### EXERCISES TO COMPLETE
1/ Answer these questions from the Doug Christie profile, one line each:
(a) How many death threats did the Toronto lawyer with the same name receive in the 1990s?
(b) Where will Christie be this month for a speaking engagement?
(c) What does Burdi figure did in the white-power movement?
2/ Using the Doug Christie profile, please explain in one to three sentences why Burdi thinks the Internet weakened the white-power movement instead of helping it.

His name alone is trouble enough. A Toronto lawyer with the same name suffered through 11 death threats in the 1990s before he finally took out a newspaper ad noting that he wasn't that Doug Christie. Life hasn't been any smoother for Victoria's Doug Christie.
"Ultimately, you have to be what you are," he says. "There's never been an easy time to say these things. When people really take time to live authentic lives, it far exceeds in value the compromises made for short-term gains."
Christie has chosen to fight back by suing people, a practice that has raised eyebrows among those who find it strange behaviour for a man who considers himself a champion of free speech. He has sued newspapers, politicians and various individuals over the years, with varying degrees of success.
Financially, Christie says he's done all right for himself, although no one would know it by the look of his office. The carpet is worn, the furniture minimalist and tatty. The lighting is dim. The walls are nearly bare but for Jesus, Robert E. Lee and a handmade poster declaring "Justice is My Hope." Christie says he likes to save on overhead.
There have been lower-profile clients over the years supplementing his freedom-of-expression cases: A Victoria grandmother fighting to have her granddaughter come visit her at her escort agency; the local film festival battling to show a documentary about porn star John Holmes inside St. Ann's Academy; marine engineer Bob Ward in his libel lawsuit against former premier Glen Clark.
But it's never long before the next controversial case emerges. And they invariably have something to do with contentious opinions around Nazis and the Holocaust. The most recent in that long line is the case of Michael Seifert, the convicted war criminal from Vancouver who Ottawa is trying to strip of Canadian citizenship and deport.
The issues Christie has raised around free speech don't sit comfortably with many. It's difficult to support Christie's wide-open version of freedom of expression without appearing to endorse the appalling views of some of his clients.
One who handled the challenge well was Conrad Black. Exhorted by former employee Doug Collins to support his fight to overturn a B.C. Human Rights ruling that found his writing hateful, the newspaper baron replied: "Some of your editorial reflections are such that, while we don't contest your right to your opinions, we are not prepared to publish or underwrite them ourselves."
Warren Kinsella, a Toronto lawyer whose 1994 book Web of Hate includes a chapter on Christie, says Christie is a good lawyer, routinely underestimated by those who come up against him. He is also in demand as a public speaker, travelling around the world at the request of those who like what he has to say. He'll be in Borneo this month on one such engagement, and is popular in Australia.
"He's very dogged, very determined to represent these people," says Kinsella of Christie's standard clientele. "It's just a shame that many of them possess such loathsome opinions."
Burdi says the white-power movement in Canada that Christie has figured so prominently in is "moribund" these days. The old guard has moved on, and the new wave of young and vicious white supremacists that Burdi was briefly part of is languishing.
He figures it was the Internet that did in the movement, the opposite of what everyone predicted. Hate literature is now so readily available that it has lost its thrill.
As for Christie, he isn't likely to abandon his cause, or run out of clients. It's been more than half a century since the Holocaust, but there seems to be no shortage of people still eager to argue over it.
"If you and I disagree, why should one of us have to be silent?" asks Christie. "Every group should be open to criticism if criticism is true, and the way that's determined is through public debate and analysis."
But he's tired these days, and troubled by a bout of asthma that landed him in the hospital recently. He's thinking about new directions, musing over how nice it would be to work in a plant nursery.
"Thirty years. There've been some stressful times in there," says Christie. "I've got to think about slowing down. I think I'll just try to do what I can with whatever is left to me."

### SUPPLIED DATA
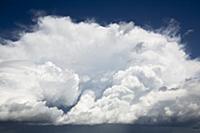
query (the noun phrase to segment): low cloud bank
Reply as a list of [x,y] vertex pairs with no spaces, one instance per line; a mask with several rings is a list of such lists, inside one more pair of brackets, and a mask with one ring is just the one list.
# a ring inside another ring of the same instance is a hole
[[0,45],[0,120],[199,119],[200,62],[170,34],[133,22],[101,26],[69,17],[39,18],[33,32]]

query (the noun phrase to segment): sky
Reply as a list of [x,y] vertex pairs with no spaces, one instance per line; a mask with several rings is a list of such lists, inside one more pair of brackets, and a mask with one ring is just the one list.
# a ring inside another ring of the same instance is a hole
[[[95,19],[101,24],[134,21],[141,26],[160,28],[170,19],[180,24],[183,41],[192,57],[199,56],[200,17],[198,0],[2,0],[0,35],[11,38],[12,32],[32,24],[37,11],[70,16],[77,21]],[[189,34],[188,34],[189,33]],[[12,35],[16,38],[16,35]]]
[[116,130],[117,124],[124,132],[199,130],[197,2],[0,6],[3,132]]

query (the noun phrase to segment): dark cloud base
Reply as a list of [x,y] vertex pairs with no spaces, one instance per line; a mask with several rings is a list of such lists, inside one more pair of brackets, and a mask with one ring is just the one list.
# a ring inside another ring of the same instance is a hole
[[0,133],[199,133],[195,125],[31,125],[15,122],[0,123]]

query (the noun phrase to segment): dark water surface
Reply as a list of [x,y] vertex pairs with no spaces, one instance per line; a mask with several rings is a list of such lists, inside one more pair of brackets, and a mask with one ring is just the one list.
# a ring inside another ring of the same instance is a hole
[[126,124],[31,125],[0,123],[0,133],[200,133],[194,126],[150,126]]

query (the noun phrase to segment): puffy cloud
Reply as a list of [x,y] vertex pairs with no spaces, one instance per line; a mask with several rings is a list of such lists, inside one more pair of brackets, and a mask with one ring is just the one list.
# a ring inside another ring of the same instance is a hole
[[33,32],[0,45],[0,120],[199,119],[200,62],[183,48],[179,37],[132,22],[101,26],[39,18]]

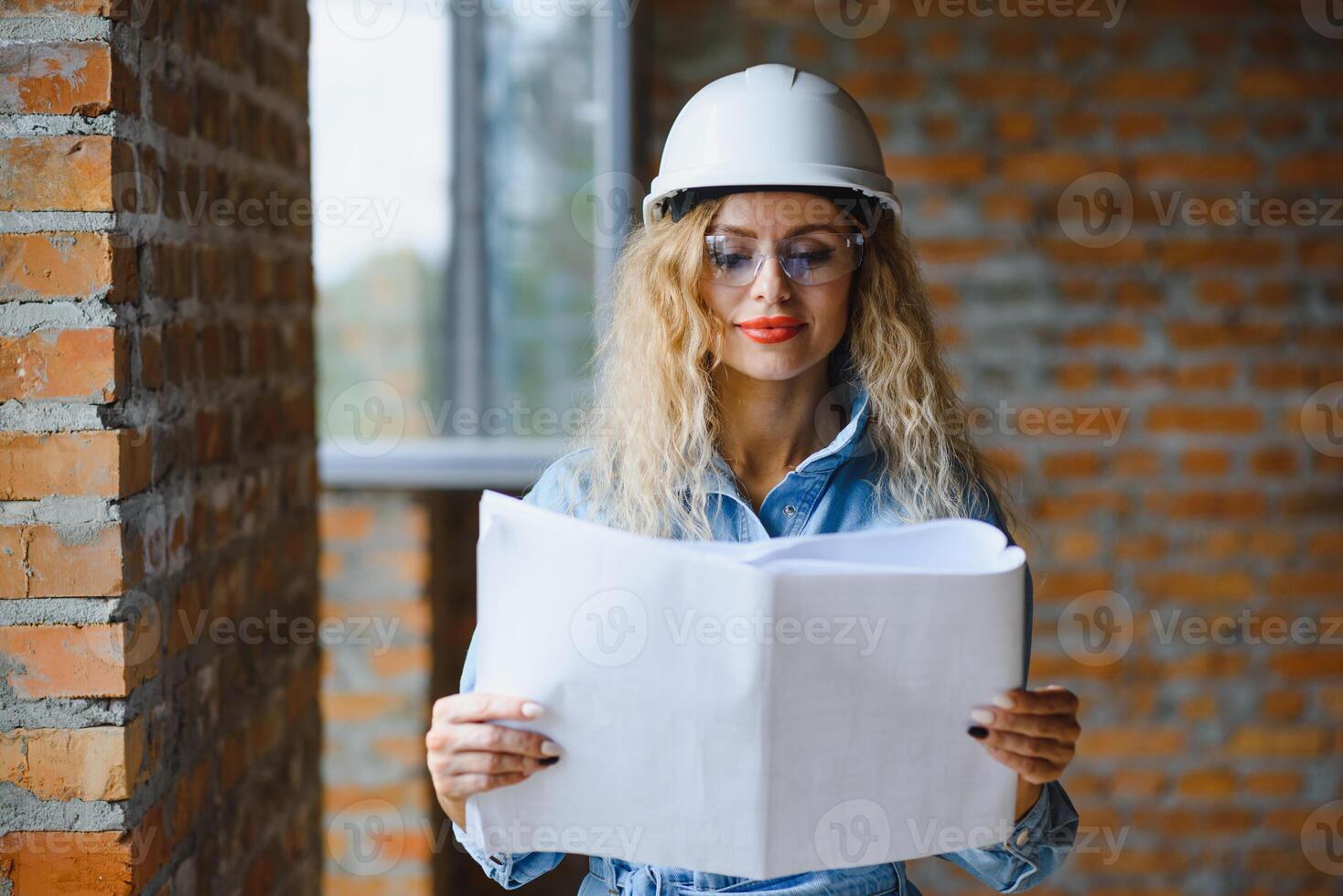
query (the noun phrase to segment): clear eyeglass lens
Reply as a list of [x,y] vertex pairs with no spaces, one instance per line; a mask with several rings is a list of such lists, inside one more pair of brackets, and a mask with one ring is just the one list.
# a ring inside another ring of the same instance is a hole
[[[731,233],[710,233],[704,237],[708,272],[712,280],[724,286],[745,286],[755,280],[766,254],[760,240]],[[862,263],[861,233],[833,233],[817,231],[779,240],[774,258],[783,272],[795,283],[817,286],[829,283]]]

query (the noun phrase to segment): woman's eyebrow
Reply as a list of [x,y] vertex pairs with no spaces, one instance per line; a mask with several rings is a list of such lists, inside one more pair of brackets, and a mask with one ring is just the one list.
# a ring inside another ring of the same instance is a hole
[[[784,236],[784,239],[787,239],[790,236],[796,236],[798,233],[811,233],[814,231],[830,231],[831,233],[841,233],[842,232],[839,228],[834,227],[833,224],[799,224],[798,227],[792,228],[791,231],[788,231],[783,236]],[[755,235],[756,235],[755,231],[752,231],[749,227],[737,227],[736,224],[710,224],[709,225],[709,232],[710,233],[732,233],[733,236],[749,236],[751,239],[755,239]]]

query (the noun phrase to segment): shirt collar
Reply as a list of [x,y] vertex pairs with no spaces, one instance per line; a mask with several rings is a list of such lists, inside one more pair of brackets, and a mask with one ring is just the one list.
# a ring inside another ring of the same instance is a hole
[[[868,443],[864,439],[869,416],[868,390],[861,385],[841,385],[831,389],[826,398],[838,402],[843,396],[849,397],[849,423],[829,445],[807,455],[794,472],[803,475],[827,472],[855,453],[869,453],[865,451]],[[706,472],[706,483],[710,494],[723,492],[740,498],[736,475],[719,451],[713,452],[713,469]]]

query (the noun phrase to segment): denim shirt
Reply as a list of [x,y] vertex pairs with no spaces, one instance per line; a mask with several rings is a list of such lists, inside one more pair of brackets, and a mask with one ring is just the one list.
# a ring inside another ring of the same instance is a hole
[[[813,535],[898,526],[898,518],[885,507],[872,507],[869,499],[877,480],[877,452],[864,439],[868,394],[853,390],[847,425],[829,445],[810,455],[790,471],[766,496],[759,514],[736,488],[731,467],[721,455],[706,471],[712,492],[709,516],[716,541],[761,541],[780,535]],[[583,449],[579,449],[583,451]],[[582,502],[582,488],[569,461],[577,452],[551,464],[524,500],[549,510],[567,510],[575,516],[598,518]],[[561,500],[563,499],[563,500]],[[974,516],[1002,528],[1002,514],[990,496],[971,502]],[[1007,534],[1009,541],[1011,535]],[[1026,570],[1026,630],[1022,683],[1030,663],[1031,578]],[[462,693],[475,687],[475,640],[466,652]],[[522,695],[525,696],[525,695]],[[992,695],[986,693],[987,702]],[[968,736],[968,735],[967,735]],[[541,771],[540,774],[544,774]],[[944,853],[944,858],[974,875],[1001,893],[1018,893],[1039,884],[1066,857],[1077,833],[1077,810],[1057,781],[1045,785],[1039,799],[1017,822],[1003,842],[980,849]],[[454,836],[500,885],[513,889],[555,868],[563,853],[486,854],[470,842],[458,825]],[[638,865],[618,858],[590,857],[590,873],[579,896],[677,896],[680,893],[772,893],[774,896],[917,896],[919,888],[905,877],[904,862],[819,871],[774,880],[748,880],[710,875],[684,868]]]

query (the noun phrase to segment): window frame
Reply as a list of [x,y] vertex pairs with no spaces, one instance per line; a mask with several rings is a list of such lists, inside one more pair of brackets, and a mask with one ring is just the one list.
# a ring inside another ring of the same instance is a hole
[[[451,374],[447,398],[454,408],[482,408],[488,377],[488,302],[485,227],[481,185],[483,150],[479,139],[483,23],[450,7],[449,122],[451,184],[447,295],[443,296],[443,339]],[[607,110],[598,129],[595,173],[633,172],[633,24],[620,27],[614,15],[591,15],[594,28],[595,101]],[[598,329],[607,318],[602,284],[615,264],[616,249],[595,245],[594,283]],[[596,334],[600,335],[600,334]],[[568,448],[563,437],[434,436],[402,439],[389,451],[360,457],[332,440],[317,445],[318,478],[326,487],[420,490],[521,490],[536,482],[545,467]]]

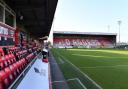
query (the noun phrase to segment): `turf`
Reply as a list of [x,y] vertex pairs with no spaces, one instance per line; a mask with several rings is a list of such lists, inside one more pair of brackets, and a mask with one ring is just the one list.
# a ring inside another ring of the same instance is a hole
[[[97,89],[82,74],[66,63],[65,60],[69,60],[103,89],[128,89],[127,50],[52,49],[52,52],[66,79],[77,77],[88,89]],[[65,63],[61,63],[60,58]]]

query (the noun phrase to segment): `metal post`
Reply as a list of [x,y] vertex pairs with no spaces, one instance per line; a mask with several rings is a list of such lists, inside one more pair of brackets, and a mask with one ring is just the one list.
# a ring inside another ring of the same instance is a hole
[[119,25],[119,43],[120,43],[120,25],[121,25],[121,23],[122,23],[122,21],[119,20],[119,21],[118,21],[118,25]]

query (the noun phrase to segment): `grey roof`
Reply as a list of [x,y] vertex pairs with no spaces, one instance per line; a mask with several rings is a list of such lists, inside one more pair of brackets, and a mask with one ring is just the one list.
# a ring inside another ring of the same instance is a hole
[[103,32],[73,32],[73,31],[54,31],[53,34],[74,34],[74,35],[117,35],[117,33],[103,33]]

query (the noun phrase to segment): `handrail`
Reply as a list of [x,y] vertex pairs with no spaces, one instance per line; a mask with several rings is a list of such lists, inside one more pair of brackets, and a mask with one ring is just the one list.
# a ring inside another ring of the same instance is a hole
[[21,74],[14,80],[14,82],[9,86],[8,89],[12,89],[13,86],[16,84],[16,82],[19,80],[19,78],[23,75],[24,76],[24,73],[25,71],[31,67],[32,63],[34,63],[34,61],[36,60],[36,58],[38,58],[38,56],[40,56],[41,52],[29,63],[29,65],[27,65],[27,67],[21,72]]

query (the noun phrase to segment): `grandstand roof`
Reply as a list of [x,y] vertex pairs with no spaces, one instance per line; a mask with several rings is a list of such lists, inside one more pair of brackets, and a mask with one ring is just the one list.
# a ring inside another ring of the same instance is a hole
[[[1,1],[1,0],[0,0]],[[3,0],[16,13],[17,23],[36,37],[48,36],[58,0]],[[23,16],[23,20],[20,17]]]
[[103,32],[73,32],[73,31],[54,31],[53,34],[72,34],[72,35],[110,35],[116,36],[117,33],[103,33]]

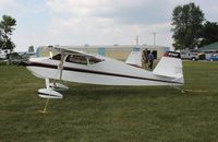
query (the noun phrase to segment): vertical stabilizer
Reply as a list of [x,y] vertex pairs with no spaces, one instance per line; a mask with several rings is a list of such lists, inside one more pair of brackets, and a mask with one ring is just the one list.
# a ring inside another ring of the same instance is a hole
[[142,54],[140,48],[134,48],[133,51],[130,52],[125,63],[142,68]]

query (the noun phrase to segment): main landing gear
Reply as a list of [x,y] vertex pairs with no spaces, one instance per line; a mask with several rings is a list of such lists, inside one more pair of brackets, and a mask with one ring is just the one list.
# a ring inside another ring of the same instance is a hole
[[46,88],[38,90],[38,96],[43,98],[63,98],[63,95],[57,91],[66,91],[68,86],[52,82],[50,83],[49,79],[46,79]]
[[48,113],[47,106],[48,106],[49,99],[50,98],[63,98],[63,95],[61,95],[57,91],[66,91],[66,90],[69,90],[68,86],[60,84],[60,83],[56,83],[56,82],[50,83],[49,79],[46,79],[46,88],[38,90],[38,96],[40,96],[43,98],[47,98],[44,109],[39,110],[39,113],[41,113],[41,114]]

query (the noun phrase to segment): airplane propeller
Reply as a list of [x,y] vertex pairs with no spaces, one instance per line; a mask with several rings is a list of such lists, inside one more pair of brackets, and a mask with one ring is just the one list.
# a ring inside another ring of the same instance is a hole
[[60,76],[59,76],[60,80],[62,80],[64,58],[65,58],[65,55],[63,52],[61,52],[61,60],[60,60],[60,63],[58,66],[58,69],[60,71]]

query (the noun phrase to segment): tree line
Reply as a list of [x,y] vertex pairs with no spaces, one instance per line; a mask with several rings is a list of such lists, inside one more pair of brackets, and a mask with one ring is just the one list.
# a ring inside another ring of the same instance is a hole
[[[218,42],[218,23],[206,21],[203,11],[193,2],[175,7],[171,21],[174,49],[201,48]],[[15,19],[10,15],[2,16],[0,21],[1,50],[12,51],[15,48],[15,44],[11,40],[15,25]]]
[[175,7],[171,24],[175,49],[195,49],[218,42],[218,23],[206,21],[193,2]]
[[0,21],[0,49],[11,52],[15,48],[15,44],[11,40],[15,25],[15,19],[10,15],[2,15],[2,20]]

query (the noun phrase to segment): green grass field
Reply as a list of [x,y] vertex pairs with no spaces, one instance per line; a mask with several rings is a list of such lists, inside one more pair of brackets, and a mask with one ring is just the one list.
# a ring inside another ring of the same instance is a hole
[[184,94],[66,83],[64,98],[39,114],[44,80],[0,66],[0,141],[218,141],[218,63],[185,61],[184,76]]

### ANSWERS BY ITEM NUMBER
1/
(a) 11
(b) Borneo
(c) The Internet

2/ Burdi figures that hate literature became so readily available online that it lost its thrill. That is the opposite of what everyone had predicted.